Written request: Return every line in the entries below that contains the string "shadow". Case counts.
start Supplied entries
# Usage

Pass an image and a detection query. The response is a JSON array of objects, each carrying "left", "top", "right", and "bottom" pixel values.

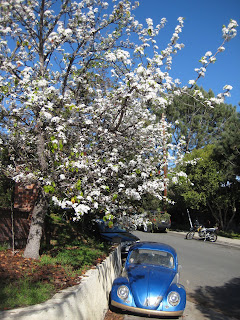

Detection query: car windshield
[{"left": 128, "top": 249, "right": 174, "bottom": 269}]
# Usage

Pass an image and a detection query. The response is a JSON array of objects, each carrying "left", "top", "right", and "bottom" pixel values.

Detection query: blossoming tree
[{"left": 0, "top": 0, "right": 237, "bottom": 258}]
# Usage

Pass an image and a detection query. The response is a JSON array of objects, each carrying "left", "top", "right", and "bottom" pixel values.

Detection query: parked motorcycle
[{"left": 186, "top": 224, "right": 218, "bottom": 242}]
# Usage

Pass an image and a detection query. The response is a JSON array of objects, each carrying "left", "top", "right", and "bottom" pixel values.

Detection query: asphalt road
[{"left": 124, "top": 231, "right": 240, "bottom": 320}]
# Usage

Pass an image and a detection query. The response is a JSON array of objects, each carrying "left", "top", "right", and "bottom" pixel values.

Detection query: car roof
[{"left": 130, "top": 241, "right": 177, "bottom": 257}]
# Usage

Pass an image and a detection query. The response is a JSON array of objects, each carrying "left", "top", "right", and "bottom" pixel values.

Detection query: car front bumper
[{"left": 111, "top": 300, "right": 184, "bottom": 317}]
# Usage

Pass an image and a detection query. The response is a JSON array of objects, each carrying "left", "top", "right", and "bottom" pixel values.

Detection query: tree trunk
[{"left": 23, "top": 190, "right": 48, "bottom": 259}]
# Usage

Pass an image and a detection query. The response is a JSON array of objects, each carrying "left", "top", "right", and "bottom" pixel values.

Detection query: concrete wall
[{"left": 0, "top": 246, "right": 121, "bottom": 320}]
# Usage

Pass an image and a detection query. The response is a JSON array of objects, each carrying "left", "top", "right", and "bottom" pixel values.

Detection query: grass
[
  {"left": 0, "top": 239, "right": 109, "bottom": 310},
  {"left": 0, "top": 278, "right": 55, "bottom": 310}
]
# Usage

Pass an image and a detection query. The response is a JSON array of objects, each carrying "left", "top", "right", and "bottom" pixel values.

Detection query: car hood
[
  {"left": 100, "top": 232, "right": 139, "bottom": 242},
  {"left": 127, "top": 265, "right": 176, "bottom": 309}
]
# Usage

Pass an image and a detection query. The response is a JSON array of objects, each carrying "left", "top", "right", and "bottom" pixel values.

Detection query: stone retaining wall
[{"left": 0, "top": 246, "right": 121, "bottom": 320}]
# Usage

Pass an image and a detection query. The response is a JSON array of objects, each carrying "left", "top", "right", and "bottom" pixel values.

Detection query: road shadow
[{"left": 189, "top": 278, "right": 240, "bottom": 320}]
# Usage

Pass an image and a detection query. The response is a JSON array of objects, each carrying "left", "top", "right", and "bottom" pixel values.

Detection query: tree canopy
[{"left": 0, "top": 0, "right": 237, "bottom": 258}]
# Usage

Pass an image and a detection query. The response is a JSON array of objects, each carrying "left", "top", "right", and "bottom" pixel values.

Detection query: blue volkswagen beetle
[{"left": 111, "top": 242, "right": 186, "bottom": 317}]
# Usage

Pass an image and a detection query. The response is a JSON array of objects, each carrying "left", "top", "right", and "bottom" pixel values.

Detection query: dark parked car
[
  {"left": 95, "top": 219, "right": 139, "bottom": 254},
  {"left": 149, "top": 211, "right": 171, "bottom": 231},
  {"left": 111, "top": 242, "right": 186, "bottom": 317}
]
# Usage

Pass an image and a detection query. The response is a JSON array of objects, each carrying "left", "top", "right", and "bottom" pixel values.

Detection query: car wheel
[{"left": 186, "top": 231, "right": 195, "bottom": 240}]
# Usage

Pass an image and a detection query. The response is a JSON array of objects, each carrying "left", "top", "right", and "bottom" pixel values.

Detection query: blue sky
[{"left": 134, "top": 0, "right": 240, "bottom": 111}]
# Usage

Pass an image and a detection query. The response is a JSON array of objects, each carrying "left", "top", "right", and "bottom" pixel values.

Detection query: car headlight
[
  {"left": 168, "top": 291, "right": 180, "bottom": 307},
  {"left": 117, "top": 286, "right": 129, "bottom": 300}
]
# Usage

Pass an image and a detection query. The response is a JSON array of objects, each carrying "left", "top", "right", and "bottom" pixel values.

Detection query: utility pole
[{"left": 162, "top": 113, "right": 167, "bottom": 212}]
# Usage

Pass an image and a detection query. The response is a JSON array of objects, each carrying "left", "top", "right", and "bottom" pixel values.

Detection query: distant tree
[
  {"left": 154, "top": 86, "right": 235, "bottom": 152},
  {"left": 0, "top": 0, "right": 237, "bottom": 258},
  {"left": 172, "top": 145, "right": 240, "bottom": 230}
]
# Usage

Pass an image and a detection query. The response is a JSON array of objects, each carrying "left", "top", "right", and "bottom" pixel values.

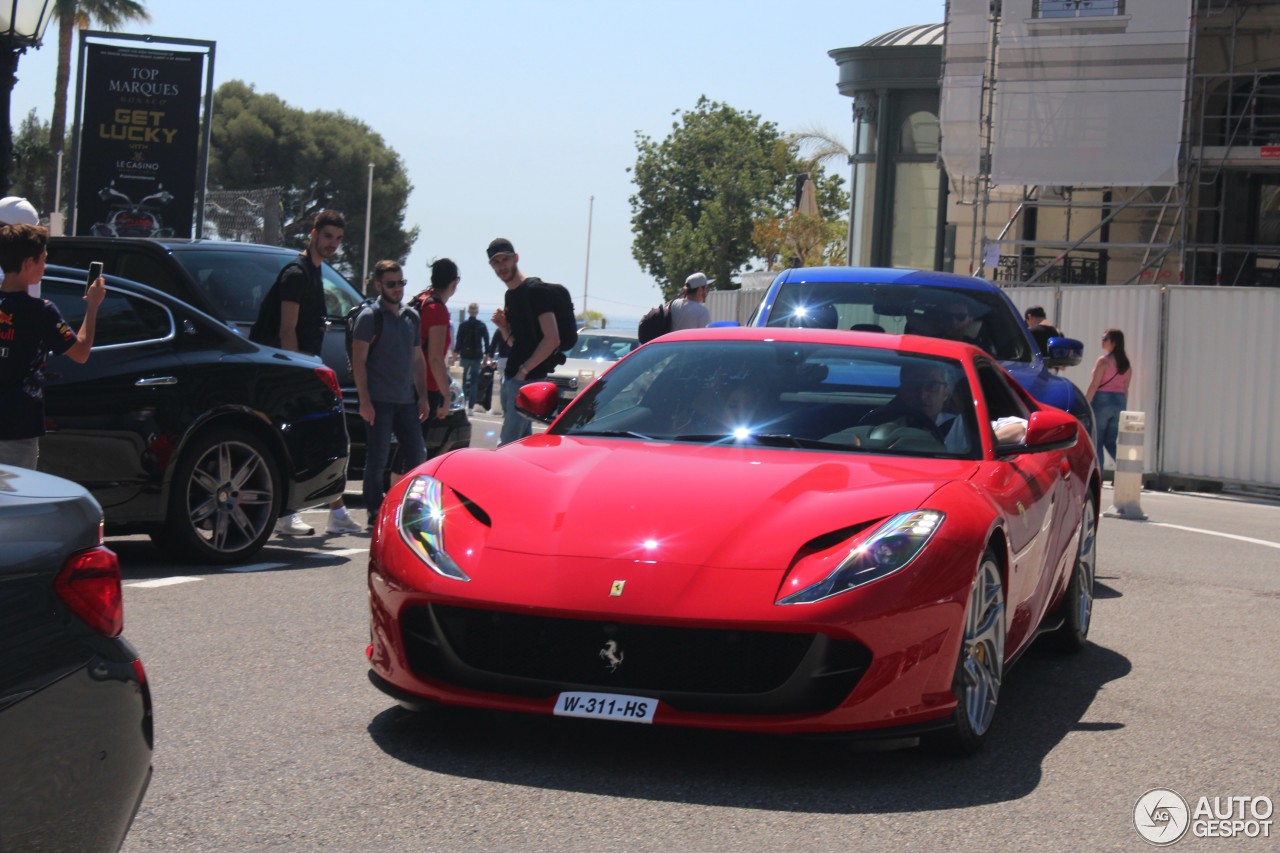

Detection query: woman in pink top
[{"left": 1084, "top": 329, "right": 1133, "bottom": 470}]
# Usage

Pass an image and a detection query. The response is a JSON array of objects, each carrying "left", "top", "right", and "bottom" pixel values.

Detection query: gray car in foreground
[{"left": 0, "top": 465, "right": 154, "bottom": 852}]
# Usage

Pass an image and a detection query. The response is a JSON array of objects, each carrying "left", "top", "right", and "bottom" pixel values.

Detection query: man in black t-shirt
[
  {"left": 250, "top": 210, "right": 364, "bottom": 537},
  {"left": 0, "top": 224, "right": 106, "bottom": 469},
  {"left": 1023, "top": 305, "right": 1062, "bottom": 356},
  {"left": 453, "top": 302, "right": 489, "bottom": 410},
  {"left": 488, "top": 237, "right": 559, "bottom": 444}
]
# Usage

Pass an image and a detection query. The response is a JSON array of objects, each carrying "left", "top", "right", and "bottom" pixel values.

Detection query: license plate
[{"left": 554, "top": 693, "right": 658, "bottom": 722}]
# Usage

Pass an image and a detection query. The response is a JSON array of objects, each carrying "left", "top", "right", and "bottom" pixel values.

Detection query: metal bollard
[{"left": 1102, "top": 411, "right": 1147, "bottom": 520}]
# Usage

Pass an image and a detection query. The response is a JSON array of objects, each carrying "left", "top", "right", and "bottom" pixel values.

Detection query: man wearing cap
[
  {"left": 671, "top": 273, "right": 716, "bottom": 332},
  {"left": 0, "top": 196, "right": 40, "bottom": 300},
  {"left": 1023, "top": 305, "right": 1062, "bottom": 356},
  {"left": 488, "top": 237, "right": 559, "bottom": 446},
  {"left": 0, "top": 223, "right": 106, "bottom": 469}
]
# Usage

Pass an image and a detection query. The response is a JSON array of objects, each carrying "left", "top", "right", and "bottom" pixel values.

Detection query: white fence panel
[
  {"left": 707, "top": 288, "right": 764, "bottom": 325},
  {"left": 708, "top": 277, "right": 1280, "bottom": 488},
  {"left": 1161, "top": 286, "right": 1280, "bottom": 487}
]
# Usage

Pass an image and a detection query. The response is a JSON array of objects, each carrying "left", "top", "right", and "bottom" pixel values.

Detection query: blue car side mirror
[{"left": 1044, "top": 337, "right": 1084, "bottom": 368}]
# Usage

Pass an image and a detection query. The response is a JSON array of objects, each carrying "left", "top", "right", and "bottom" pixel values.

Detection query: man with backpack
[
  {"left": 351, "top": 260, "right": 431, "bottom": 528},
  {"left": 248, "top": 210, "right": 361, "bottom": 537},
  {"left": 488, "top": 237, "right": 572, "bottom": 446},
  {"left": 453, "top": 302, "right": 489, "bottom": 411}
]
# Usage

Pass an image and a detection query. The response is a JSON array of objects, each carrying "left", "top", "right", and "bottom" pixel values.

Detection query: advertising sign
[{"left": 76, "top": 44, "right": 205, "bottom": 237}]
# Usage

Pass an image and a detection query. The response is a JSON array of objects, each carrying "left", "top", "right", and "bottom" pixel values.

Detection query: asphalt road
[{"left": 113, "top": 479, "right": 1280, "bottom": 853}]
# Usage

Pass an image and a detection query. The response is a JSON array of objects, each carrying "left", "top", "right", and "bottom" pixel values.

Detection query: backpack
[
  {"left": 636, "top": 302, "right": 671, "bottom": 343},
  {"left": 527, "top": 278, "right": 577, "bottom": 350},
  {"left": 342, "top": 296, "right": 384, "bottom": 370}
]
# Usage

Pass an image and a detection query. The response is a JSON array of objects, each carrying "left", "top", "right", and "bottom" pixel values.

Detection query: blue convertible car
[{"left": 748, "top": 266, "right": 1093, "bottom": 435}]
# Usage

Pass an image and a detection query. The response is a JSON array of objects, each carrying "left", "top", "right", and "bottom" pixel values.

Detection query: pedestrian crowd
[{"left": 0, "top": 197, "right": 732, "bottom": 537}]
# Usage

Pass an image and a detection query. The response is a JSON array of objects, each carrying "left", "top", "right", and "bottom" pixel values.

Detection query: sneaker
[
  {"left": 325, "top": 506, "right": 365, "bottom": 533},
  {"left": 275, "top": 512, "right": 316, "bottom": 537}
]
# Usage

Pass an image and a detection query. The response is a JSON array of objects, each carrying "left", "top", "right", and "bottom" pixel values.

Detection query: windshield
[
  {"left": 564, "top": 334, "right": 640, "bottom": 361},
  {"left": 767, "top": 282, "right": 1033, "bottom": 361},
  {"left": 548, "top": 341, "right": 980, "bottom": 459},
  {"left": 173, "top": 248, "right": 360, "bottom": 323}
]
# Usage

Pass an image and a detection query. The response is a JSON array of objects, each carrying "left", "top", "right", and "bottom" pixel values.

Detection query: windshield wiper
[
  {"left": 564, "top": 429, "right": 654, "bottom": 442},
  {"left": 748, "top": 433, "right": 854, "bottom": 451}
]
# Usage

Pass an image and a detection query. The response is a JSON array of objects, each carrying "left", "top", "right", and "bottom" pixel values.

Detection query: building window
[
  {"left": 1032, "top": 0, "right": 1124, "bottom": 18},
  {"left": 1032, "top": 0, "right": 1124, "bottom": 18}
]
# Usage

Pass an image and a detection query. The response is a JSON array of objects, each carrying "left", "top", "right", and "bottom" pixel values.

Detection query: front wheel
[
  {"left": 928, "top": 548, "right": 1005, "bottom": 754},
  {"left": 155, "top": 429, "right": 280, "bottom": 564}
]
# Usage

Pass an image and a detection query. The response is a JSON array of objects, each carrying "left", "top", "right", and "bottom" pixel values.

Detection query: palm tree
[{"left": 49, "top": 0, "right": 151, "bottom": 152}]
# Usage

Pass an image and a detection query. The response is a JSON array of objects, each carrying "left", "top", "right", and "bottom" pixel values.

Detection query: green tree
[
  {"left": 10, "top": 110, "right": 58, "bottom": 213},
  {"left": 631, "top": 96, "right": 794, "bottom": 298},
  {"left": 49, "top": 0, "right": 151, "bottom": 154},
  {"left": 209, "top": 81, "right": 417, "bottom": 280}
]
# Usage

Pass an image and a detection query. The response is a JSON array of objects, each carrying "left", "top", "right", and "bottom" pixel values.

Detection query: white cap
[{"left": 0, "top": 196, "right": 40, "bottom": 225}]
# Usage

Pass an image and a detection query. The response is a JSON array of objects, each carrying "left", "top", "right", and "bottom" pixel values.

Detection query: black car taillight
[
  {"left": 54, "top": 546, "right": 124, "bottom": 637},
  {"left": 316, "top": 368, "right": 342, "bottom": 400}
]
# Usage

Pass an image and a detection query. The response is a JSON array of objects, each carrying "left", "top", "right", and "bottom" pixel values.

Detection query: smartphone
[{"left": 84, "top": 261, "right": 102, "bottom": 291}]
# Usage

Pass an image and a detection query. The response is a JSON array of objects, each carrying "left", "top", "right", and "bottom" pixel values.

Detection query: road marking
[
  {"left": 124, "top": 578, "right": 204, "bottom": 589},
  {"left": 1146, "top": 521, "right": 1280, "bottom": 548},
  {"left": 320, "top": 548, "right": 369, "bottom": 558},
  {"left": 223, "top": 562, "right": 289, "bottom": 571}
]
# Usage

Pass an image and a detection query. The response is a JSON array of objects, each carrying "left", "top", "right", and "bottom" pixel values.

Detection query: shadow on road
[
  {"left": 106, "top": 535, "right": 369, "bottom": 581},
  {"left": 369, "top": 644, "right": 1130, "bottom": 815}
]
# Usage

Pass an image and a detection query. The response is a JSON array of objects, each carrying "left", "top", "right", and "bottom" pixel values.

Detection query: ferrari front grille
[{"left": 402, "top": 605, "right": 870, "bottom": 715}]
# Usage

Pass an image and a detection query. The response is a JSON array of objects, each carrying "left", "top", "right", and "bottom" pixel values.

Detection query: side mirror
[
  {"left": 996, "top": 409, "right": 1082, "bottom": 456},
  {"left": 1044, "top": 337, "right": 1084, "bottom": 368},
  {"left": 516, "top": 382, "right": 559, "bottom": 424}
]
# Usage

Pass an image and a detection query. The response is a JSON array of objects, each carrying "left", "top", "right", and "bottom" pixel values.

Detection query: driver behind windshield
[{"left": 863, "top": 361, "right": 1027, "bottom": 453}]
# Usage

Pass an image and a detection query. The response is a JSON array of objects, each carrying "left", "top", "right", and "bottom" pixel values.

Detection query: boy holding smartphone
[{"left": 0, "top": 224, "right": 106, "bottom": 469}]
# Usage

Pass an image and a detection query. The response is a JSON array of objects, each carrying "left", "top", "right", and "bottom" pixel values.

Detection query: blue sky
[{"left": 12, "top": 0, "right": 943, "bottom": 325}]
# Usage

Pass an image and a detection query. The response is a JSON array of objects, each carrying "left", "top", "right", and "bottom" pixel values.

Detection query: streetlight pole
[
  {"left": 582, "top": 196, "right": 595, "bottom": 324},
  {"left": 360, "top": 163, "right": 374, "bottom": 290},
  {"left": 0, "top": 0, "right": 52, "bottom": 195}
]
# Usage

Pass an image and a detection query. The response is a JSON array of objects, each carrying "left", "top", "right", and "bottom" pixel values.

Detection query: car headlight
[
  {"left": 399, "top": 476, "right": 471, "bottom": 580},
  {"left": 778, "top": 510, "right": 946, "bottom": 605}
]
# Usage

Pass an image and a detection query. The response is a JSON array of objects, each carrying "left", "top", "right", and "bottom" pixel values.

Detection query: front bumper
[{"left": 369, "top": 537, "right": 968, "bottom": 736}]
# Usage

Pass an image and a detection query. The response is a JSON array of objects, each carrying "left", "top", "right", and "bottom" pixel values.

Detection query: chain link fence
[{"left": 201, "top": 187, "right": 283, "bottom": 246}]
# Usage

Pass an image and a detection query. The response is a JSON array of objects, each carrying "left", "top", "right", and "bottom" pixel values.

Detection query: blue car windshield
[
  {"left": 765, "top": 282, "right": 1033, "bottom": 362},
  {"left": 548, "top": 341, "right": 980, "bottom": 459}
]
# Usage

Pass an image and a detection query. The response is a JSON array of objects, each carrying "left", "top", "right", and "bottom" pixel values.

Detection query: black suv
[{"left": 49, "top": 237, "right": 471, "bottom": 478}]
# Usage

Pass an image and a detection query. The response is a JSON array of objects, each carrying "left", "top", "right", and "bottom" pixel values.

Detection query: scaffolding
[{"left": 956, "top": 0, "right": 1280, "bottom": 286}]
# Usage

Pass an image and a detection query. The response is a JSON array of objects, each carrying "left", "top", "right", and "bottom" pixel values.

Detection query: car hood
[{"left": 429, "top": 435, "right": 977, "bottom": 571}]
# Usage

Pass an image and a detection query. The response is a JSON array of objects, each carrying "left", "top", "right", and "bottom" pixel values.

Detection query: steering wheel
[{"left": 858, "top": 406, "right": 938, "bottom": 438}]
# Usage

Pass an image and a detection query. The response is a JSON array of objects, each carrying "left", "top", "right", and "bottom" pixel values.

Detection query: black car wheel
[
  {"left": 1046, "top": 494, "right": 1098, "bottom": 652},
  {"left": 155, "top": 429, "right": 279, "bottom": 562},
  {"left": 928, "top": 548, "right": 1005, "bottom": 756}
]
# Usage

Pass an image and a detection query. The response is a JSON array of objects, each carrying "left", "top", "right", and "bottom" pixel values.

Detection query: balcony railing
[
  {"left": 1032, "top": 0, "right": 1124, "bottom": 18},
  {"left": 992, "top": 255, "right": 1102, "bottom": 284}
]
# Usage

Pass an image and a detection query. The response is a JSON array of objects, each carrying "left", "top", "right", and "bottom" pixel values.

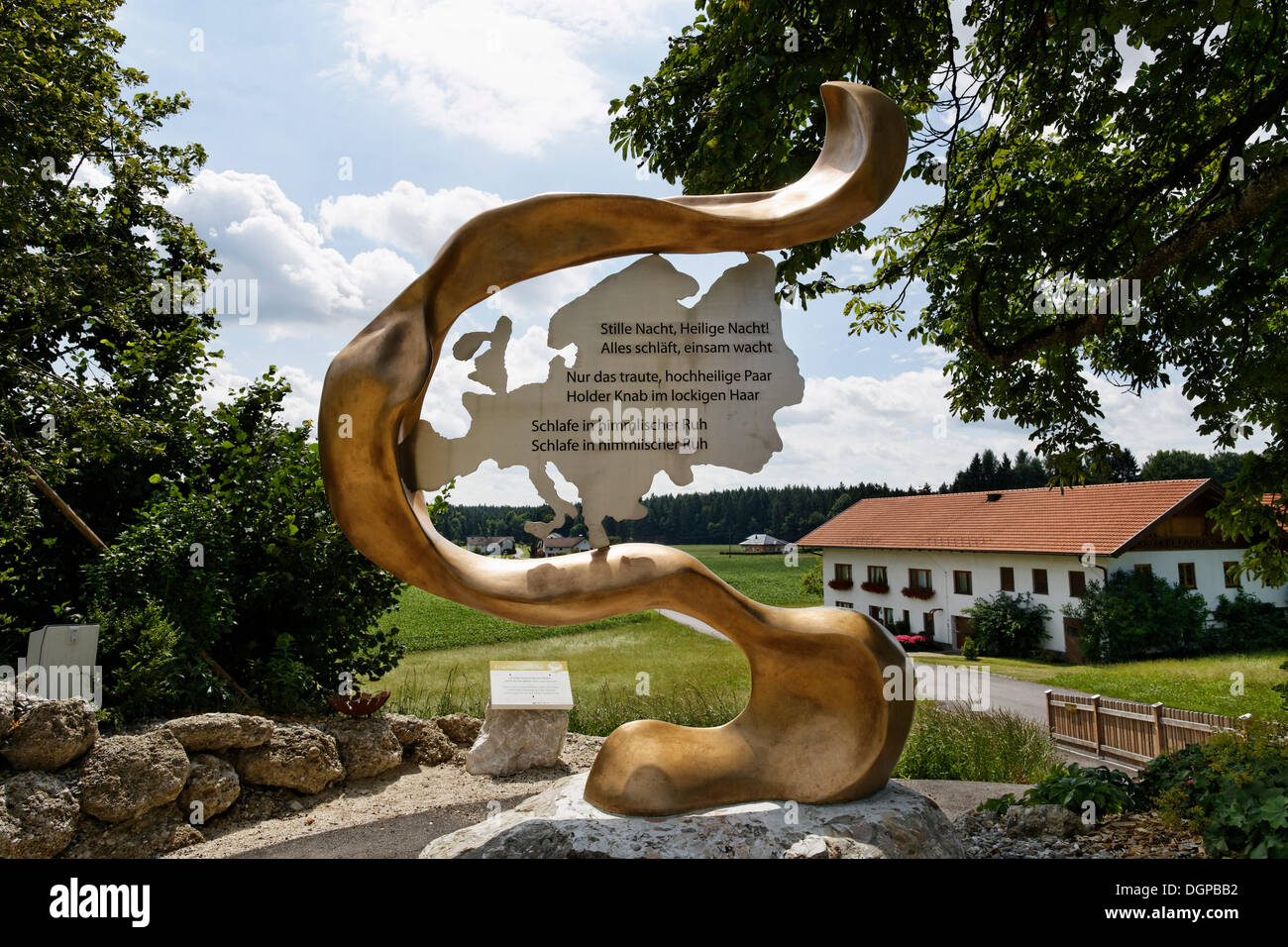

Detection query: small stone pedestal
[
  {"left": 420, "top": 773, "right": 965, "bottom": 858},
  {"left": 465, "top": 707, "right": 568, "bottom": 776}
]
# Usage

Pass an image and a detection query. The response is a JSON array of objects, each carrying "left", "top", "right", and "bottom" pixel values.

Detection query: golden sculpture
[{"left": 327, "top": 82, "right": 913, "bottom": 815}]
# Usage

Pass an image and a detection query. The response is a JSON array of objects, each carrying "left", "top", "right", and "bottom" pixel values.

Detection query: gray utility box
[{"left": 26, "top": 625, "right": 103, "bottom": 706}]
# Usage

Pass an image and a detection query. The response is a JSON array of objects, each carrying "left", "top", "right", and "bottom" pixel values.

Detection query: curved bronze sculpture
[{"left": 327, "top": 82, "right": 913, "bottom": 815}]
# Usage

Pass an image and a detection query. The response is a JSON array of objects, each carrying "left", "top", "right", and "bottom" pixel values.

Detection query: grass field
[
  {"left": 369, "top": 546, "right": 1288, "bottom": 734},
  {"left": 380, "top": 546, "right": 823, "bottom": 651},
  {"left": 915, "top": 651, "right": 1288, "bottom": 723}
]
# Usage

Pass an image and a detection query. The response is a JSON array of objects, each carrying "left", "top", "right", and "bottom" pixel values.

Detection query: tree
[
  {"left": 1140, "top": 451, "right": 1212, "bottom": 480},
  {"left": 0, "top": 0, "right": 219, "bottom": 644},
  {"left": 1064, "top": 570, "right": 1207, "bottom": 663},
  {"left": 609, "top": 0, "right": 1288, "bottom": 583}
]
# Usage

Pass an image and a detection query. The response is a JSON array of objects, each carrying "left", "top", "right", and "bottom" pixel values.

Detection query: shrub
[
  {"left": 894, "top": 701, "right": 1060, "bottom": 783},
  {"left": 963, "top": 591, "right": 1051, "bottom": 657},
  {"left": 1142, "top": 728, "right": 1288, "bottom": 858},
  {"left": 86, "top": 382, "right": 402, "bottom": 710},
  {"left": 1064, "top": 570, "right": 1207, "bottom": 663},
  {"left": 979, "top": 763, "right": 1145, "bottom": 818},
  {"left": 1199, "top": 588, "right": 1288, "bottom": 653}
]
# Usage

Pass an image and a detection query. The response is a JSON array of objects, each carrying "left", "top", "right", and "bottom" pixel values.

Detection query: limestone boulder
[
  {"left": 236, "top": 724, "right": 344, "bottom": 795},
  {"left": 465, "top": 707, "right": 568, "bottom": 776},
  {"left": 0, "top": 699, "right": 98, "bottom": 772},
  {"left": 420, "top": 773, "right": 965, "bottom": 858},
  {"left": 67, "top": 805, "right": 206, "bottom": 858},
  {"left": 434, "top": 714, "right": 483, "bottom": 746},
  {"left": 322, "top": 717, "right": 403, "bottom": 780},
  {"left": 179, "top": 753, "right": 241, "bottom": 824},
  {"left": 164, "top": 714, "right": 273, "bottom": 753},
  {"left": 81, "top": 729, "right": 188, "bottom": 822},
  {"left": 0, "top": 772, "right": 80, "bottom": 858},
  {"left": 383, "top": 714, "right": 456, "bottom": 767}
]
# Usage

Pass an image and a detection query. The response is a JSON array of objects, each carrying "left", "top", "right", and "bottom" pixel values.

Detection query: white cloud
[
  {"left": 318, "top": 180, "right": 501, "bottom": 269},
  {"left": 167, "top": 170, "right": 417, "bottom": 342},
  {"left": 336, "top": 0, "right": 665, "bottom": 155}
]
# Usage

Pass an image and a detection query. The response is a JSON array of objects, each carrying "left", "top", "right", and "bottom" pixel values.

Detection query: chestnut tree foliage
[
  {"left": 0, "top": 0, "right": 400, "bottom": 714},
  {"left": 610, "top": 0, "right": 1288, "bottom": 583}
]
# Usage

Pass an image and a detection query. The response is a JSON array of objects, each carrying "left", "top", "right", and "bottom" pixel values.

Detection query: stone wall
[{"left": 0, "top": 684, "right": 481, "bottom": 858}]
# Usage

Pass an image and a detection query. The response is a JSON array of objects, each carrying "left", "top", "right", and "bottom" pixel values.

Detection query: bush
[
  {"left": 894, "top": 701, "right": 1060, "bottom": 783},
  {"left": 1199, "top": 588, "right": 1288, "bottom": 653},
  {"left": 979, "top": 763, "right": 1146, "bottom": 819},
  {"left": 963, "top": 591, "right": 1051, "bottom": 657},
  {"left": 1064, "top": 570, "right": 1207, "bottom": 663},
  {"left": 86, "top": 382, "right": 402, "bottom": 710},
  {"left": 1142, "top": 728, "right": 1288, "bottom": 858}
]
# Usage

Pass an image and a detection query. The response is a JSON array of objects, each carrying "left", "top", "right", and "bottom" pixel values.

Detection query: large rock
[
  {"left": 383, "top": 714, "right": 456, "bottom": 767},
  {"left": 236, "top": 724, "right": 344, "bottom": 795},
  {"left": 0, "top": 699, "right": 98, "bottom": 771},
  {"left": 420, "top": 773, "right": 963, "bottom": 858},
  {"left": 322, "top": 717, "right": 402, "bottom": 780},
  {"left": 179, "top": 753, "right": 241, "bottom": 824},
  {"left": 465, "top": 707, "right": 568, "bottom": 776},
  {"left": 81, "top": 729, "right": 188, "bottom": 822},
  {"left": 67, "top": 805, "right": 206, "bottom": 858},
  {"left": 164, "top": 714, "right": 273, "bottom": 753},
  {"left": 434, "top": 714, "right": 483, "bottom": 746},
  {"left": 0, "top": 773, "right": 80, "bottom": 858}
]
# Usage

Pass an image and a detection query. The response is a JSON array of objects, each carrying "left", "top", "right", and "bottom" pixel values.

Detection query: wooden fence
end Supplied entries
Solution for this problem:
Detection query: road shadow
Detection query: shadow on road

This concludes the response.